Exercise set
- 1) Answer these questions from the text on increasing authorized shares, one per line:
(a) How many shares of voting common stock do the current Articles of Incorporation authorize?
(b) How many shares were issued and outstanding as of July 1, 2011?
(c) For what purposes is the increase said to be necessary?
- 2) Turn the paragraph beginning "The Company's current Articles of Incorporation" in the text on increasing authorized shares into a short bulleted list that keeps its main facts.
- 3) From the text on increasing authorized shares, return the passage that starts at the words "Reasons for the" and ends after the words "provision (described below).", copied word for word.

Quoted text
Increase of our Authorized Shares of Voting Common Stock


The Company’s current Articles of Incorporation authorizes the issuance of 40,000,000 shares of voting common stock, par value $0.001 per share, of which 15,225,000 were issued and outstanding as of July 1, 2011. The amendment to the Company’s Articles of Incorporation provides for an increase of such shares to 250,000,000.  The $0.001 par value of the voting common stock will not be affected by the amendment.  


Reasons for the Increase


We believe that the increase in authorized common stock is necessary to ensure that there will be sufficient shares of common stock available for issuance in connection with future financing and the conversion of any convertible preferred stock that is issued in the future pursuant to the “blank check” preferred stock provision (described below).

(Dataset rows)
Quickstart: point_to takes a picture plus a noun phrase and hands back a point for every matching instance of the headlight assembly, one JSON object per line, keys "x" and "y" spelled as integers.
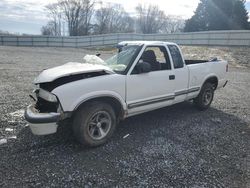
{"x": 47, "y": 95}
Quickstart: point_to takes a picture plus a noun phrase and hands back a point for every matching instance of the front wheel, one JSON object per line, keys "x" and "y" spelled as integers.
{"x": 205, "y": 97}
{"x": 94, "y": 123}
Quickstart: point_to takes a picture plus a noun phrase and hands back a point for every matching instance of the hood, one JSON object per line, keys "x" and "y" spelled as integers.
{"x": 68, "y": 69}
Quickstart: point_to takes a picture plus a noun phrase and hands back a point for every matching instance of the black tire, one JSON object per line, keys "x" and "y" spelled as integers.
{"x": 205, "y": 97}
{"x": 88, "y": 127}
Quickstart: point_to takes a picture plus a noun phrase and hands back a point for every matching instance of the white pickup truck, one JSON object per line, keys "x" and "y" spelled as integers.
{"x": 142, "y": 76}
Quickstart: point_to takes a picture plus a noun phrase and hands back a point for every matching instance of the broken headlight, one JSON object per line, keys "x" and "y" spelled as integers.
{"x": 47, "y": 95}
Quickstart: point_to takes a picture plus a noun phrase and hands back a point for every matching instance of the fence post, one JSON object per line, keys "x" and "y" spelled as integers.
{"x": 2, "y": 40}
{"x": 17, "y": 41}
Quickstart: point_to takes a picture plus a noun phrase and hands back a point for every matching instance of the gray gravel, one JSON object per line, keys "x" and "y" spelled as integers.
{"x": 177, "y": 146}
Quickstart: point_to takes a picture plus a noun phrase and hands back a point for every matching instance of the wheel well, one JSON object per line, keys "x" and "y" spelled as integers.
{"x": 115, "y": 103}
{"x": 213, "y": 80}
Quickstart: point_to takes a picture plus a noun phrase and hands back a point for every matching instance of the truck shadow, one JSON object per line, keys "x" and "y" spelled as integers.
{"x": 175, "y": 141}
{"x": 176, "y": 123}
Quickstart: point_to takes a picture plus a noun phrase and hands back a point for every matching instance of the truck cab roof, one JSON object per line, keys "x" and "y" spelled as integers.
{"x": 145, "y": 43}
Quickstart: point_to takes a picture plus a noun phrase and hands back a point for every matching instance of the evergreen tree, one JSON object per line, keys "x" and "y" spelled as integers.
{"x": 219, "y": 15}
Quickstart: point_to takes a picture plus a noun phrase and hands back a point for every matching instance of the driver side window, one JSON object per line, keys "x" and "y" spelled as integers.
{"x": 157, "y": 57}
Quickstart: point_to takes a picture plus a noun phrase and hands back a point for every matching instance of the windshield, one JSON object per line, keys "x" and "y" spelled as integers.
{"x": 123, "y": 58}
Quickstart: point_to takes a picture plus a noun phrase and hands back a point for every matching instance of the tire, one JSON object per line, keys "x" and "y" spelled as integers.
{"x": 94, "y": 123}
{"x": 205, "y": 97}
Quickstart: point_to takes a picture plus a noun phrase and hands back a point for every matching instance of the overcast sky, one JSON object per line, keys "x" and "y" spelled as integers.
{"x": 28, "y": 16}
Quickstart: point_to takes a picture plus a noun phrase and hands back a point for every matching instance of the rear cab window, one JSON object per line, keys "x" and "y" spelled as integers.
{"x": 176, "y": 56}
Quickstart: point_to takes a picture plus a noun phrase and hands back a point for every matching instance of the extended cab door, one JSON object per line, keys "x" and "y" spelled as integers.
{"x": 181, "y": 73}
{"x": 155, "y": 89}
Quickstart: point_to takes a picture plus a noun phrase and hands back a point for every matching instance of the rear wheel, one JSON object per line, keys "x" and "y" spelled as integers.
{"x": 205, "y": 97}
{"x": 94, "y": 123}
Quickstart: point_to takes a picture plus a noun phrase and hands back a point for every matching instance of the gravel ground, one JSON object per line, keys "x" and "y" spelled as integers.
{"x": 177, "y": 146}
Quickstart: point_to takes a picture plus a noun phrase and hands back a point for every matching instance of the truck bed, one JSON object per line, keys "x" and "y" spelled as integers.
{"x": 190, "y": 62}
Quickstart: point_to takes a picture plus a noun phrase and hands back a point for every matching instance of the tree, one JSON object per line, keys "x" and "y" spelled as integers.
{"x": 78, "y": 14}
{"x": 173, "y": 24}
{"x": 150, "y": 18}
{"x": 54, "y": 26}
{"x": 218, "y": 15}
{"x": 113, "y": 19}
{"x": 49, "y": 29}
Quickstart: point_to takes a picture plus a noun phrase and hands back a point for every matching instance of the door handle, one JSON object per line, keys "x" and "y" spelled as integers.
{"x": 171, "y": 77}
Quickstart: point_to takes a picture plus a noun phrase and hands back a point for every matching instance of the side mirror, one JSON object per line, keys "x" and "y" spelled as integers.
{"x": 143, "y": 67}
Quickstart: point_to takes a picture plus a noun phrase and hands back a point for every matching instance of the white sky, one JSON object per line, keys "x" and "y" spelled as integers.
{"x": 28, "y": 16}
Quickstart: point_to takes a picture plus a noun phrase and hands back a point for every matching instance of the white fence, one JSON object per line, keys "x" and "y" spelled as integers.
{"x": 212, "y": 38}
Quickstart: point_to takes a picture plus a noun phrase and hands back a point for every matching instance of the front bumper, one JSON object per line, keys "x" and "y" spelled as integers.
{"x": 41, "y": 123}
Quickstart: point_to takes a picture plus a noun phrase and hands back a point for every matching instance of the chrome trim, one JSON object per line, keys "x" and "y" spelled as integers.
{"x": 162, "y": 99}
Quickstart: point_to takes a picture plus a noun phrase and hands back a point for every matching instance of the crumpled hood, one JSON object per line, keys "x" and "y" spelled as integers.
{"x": 68, "y": 69}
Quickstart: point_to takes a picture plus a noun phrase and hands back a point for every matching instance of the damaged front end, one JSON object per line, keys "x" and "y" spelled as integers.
{"x": 45, "y": 113}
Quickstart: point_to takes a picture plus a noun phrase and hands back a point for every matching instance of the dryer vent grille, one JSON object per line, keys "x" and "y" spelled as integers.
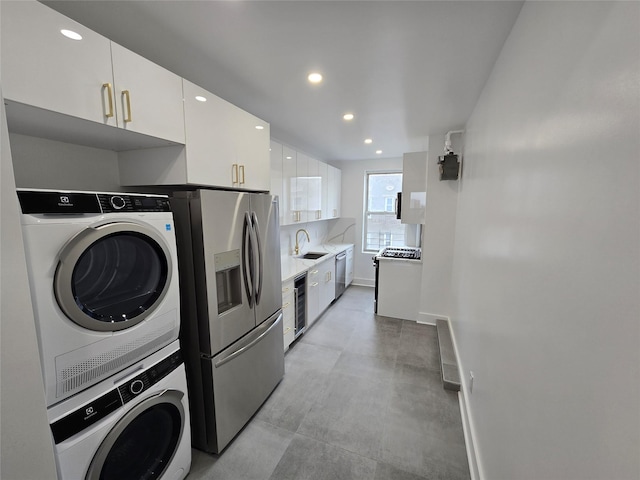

Answers per task
- 1)
(a) 40,000,000 shares.
(b) 15,225,000 shares.
(c) To have enough common stock for issuance in connection with future financing and the conversion of any convertible preferred stock issued in the future under the "blank check" preferred stock provision.

- 2)
- Currently authorized: 40,000,000 shares of voting common stock, par value $0.001 per share
- Issued and outstanding as of July 1, 2011: 15,225,000 shares
- The amendment raises authorized shares to 250,000,000
- The $0.001 par value stays the same

- 3)
Reasons for the Increase


We believe that the increase in authorized common stock is necessary to ensure that there will be sufficient shares of common stock available for issuance in connection with future financing and the conversion of any convertible preferred stock that is issued in the future pursuant to the “blank check” preferred stock provision (described below).